Until the line containing "Category: lion's eye" has been reproduced, keep reproducing each line of the material below exactly, starting with the first.

....................

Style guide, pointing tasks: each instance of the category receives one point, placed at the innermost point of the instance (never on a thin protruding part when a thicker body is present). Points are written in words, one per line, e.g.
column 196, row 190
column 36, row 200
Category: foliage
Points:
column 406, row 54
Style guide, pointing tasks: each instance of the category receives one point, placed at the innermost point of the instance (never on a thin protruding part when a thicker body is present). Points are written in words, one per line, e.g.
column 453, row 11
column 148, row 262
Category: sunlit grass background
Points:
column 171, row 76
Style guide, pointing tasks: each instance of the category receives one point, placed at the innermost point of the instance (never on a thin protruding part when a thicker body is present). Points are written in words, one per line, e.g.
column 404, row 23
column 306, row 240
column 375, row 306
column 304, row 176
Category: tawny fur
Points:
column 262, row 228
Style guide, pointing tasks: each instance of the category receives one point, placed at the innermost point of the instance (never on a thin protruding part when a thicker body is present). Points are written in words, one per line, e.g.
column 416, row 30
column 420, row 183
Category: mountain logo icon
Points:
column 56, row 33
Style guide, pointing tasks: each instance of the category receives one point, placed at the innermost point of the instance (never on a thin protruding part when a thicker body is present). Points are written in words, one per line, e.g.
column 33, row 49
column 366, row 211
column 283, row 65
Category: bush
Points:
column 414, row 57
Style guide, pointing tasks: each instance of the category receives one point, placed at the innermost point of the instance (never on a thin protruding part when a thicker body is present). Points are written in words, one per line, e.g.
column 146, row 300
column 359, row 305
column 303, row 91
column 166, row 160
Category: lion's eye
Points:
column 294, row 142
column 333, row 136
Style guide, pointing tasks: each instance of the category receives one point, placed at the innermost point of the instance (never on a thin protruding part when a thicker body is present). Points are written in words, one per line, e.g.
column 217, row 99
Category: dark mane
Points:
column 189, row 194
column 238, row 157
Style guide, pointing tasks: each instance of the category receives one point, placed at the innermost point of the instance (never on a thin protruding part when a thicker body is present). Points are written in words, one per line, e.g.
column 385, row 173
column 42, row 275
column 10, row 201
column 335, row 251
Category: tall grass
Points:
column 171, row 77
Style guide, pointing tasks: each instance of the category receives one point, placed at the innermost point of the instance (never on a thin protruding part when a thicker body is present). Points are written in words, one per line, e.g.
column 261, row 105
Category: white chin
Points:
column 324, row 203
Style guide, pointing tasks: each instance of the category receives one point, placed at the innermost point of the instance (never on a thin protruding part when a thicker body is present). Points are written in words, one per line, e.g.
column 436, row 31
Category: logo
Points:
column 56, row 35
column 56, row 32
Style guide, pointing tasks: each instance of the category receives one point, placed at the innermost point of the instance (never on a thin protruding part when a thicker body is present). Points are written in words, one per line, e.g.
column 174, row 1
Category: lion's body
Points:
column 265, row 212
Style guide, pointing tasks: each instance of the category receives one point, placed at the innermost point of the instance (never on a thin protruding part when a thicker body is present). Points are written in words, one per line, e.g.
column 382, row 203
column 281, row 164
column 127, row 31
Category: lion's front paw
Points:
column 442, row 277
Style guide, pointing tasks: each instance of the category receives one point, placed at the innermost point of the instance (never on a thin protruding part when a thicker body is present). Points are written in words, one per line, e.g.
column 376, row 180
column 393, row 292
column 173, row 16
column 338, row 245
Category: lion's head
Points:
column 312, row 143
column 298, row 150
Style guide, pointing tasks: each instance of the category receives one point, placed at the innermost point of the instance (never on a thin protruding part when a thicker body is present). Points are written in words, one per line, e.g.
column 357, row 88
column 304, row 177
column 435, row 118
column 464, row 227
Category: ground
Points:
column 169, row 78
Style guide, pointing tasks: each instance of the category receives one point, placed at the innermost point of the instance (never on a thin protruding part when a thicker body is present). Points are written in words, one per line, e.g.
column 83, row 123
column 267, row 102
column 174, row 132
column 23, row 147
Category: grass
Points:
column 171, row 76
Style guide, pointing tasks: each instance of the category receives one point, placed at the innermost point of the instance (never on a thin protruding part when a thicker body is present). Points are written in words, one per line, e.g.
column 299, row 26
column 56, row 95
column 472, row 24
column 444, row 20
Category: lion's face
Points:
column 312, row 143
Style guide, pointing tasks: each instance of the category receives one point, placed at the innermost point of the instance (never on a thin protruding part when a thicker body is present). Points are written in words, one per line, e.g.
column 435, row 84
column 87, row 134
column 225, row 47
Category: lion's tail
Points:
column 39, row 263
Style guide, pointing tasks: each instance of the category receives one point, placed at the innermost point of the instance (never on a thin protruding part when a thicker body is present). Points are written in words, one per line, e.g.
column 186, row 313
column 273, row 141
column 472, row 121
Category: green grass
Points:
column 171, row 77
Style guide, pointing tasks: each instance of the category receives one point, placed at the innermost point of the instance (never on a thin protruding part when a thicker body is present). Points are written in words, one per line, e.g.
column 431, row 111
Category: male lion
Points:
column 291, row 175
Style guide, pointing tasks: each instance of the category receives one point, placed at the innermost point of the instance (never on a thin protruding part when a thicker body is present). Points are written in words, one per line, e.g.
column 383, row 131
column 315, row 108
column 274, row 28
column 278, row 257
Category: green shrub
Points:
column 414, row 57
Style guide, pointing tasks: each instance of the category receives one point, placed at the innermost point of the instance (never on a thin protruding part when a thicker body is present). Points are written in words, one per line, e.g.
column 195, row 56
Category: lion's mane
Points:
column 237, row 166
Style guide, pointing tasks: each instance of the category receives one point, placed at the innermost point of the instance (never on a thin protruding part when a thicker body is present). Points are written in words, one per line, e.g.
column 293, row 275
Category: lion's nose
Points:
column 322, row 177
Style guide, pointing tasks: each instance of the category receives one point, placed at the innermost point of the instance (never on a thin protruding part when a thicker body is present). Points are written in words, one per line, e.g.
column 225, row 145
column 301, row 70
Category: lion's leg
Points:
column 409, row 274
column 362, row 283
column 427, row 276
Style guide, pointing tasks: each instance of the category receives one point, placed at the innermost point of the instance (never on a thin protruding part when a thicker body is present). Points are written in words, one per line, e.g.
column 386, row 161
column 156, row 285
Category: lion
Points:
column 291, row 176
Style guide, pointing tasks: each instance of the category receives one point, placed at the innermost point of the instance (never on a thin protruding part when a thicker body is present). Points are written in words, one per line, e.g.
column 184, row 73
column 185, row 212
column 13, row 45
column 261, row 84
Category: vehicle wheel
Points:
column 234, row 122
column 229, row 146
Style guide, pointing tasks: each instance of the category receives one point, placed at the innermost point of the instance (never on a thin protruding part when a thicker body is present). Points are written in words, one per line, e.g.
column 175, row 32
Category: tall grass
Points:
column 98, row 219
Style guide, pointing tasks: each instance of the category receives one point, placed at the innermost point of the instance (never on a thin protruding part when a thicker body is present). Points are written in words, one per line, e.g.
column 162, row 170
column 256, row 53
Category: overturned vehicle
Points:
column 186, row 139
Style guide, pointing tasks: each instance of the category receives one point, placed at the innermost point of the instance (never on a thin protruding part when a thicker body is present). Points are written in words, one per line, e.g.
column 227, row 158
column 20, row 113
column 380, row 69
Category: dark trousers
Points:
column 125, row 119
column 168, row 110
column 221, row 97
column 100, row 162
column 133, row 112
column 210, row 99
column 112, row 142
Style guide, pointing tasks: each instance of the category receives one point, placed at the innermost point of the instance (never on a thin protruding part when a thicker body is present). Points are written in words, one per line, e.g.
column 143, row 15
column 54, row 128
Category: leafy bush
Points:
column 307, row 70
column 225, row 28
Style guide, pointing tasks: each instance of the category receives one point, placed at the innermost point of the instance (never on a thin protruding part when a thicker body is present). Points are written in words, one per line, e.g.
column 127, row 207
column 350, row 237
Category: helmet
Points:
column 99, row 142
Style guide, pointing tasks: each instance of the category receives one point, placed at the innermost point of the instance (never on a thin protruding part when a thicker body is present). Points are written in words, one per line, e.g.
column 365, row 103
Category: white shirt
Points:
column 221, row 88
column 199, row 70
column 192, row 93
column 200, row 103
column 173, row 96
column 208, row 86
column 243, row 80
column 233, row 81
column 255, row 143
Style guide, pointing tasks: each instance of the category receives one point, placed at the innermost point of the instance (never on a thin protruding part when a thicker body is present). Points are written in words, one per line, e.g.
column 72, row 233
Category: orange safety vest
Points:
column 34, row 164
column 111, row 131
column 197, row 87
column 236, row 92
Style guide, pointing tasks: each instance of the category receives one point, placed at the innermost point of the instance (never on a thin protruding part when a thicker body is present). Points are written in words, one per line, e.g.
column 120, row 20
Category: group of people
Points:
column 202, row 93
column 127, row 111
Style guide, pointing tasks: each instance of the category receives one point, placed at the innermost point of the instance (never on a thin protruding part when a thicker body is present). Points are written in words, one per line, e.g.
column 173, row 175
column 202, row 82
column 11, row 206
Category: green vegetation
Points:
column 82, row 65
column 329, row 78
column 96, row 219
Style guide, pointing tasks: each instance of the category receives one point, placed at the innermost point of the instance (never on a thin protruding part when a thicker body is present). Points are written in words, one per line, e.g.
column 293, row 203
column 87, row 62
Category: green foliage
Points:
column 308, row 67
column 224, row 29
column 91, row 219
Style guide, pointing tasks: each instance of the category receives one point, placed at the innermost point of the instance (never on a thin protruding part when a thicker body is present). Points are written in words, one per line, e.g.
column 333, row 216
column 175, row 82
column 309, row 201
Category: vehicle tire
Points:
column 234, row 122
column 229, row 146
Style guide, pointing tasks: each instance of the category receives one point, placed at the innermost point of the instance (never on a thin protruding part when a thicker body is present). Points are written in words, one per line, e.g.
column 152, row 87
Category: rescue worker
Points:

....................

# Exercise answer
Style guide, pointing tasks: each instance of the category receives one point, placed at the innermost point of the instance (never on a thin protruding part when a thicker body is present). Points are written in words, one per line, e.g.
column 196, row 190
column 36, row 200
Category: foliage
Points:
column 406, row 54
Style guide, pointing tasks: each instance of the category receives one point, placed at the innermost point of the instance (never on a thin protruding part when a thicker body is present). Points are written in words, one per line, e.g.
column 453, row 11
column 148, row 262
Category: sunlit grass background
Points:
column 171, row 76
Style guide, pointing tasks: each instance of the category receives one point, placed at the innermost point of the instance (never on a thin protruding part when a thicker body is present). Points are written in words, one per line, e.g.
column 404, row 23
column 306, row 240
column 375, row 306
column 304, row 176
Category: tawny fur
Points:
column 262, row 228
Style guide, pointing tasks: each instance of the category receives one point, placed at the innermost point of the instance (never on a thin protruding part when a thicker body is present). Points are written in words, one per line, e.g.
column 416, row 30
column 420, row 183
Category: mountain logo icon
Points:
column 56, row 33
Style guide, pointing tasks: each instance of the category receives one point, placed at the innermost point of the instance (never on a thin protruding part when a thicker body is present). Points are written in words, one per line, e.g.
column 33, row 49
column 366, row 211
column 283, row 65
Category: bush
Points:
column 414, row 57
Style guide, pointing tasks: each instance of the category receives one point, placed at the innermost point of the instance (never on a thin protruding part when a thicker body is present). Points are written in words, one per line, e.g.
column 146, row 300
column 359, row 305
column 303, row 91
column 166, row 160
Category: lion's eye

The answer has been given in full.